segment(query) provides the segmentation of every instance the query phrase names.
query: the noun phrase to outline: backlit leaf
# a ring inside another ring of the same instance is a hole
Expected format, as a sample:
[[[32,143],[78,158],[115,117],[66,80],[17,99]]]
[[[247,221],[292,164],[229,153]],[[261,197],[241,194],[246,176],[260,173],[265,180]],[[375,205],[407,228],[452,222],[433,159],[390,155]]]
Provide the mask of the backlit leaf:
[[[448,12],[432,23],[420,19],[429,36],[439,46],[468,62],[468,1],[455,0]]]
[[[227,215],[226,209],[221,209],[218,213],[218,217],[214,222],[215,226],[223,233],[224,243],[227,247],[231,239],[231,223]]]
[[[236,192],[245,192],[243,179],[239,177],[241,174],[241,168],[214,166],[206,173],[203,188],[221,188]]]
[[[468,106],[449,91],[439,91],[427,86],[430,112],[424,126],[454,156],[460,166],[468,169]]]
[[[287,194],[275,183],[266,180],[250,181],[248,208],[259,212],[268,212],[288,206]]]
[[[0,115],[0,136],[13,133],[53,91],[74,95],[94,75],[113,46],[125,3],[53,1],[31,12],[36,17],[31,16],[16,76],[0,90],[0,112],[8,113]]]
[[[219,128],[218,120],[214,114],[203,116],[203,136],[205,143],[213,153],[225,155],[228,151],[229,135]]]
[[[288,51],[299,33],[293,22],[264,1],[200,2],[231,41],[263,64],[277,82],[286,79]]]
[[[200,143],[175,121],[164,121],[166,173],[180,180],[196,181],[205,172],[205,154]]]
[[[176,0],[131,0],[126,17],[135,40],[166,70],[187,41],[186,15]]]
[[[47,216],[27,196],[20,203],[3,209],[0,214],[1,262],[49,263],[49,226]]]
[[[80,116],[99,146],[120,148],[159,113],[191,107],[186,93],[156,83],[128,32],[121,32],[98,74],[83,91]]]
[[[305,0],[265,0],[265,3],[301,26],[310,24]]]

• Task statement: Reproduce every line of the entries above verbatim, changing nothing.

• Output for this exercise:
segment(query) provides the segmentation of every instance the query phrase names.
query: the noun phrase to outline: backlit leaf
# a ring inside another ring of the same instance is a hole
Expected format, as a sample:
[[[32,143],[78,158],[115,117],[66,80],[17,99]]]
[[[247,221],[292,164],[229,153]],[[261,197],[241,194],[246,176],[260,173],[265,180]],[[375,205],[407,228],[452,222],[433,159],[390,155]]]
Provide the mask of the backlit leaf:
[[[448,12],[432,23],[420,19],[429,36],[439,46],[468,62],[468,1],[455,0]]]
[[[227,215],[226,209],[221,209],[218,213],[218,217],[214,222],[215,226],[223,233],[224,243],[227,247],[231,239],[231,223]]]
[[[236,192],[245,192],[243,179],[239,177],[241,174],[241,168],[214,166],[206,173],[203,188],[221,188]]]
[[[468,106],[449,91],[439,91],[427,86],[430,112],[424,126],[454,156],[460,166],[468,169]]]
[[[287,194],[275,183],[266,180],[250,181],[248,208],[259,212],[268,212],[288,206]]]
[[[0,115],[0,136],[13,133],[53,91],[74,95],[94,75],[113,46],[125,3],[53,1],[31,12],[36,17],[31,16],[16,76],[0,90],[0,112],[8,113]]]
[[[219,128],[218,120],[214,114],[203,116],[203,136],[205,143],[213,153],[225,155],[228,151],[229,135]]]
[[[288,51],[299,33],[293,22],[264,1],[200,2],[231,41],[263,64],[277,82],[286,79]]]
[[[200,143],[175,121],[164,121],[166,173],[180,180],[196,181],[205,172],[205,154]]]
[[[176,0],[131,0],[126,17],[135,40],[166,70],[187,41],[186,15]]]
[[[47,216],[27,196],[20,203],[3,209],[0,214],[1,262],[49,263],[49,226]]]
[[[80,116],[99,146],[120,148],[159,113],[191,107],[186,93],[156,83],[128,32],[121,32],[98,74],[83,91]]]
[[[305,0],[265,0],[265,3],[301,26],[310,24]]]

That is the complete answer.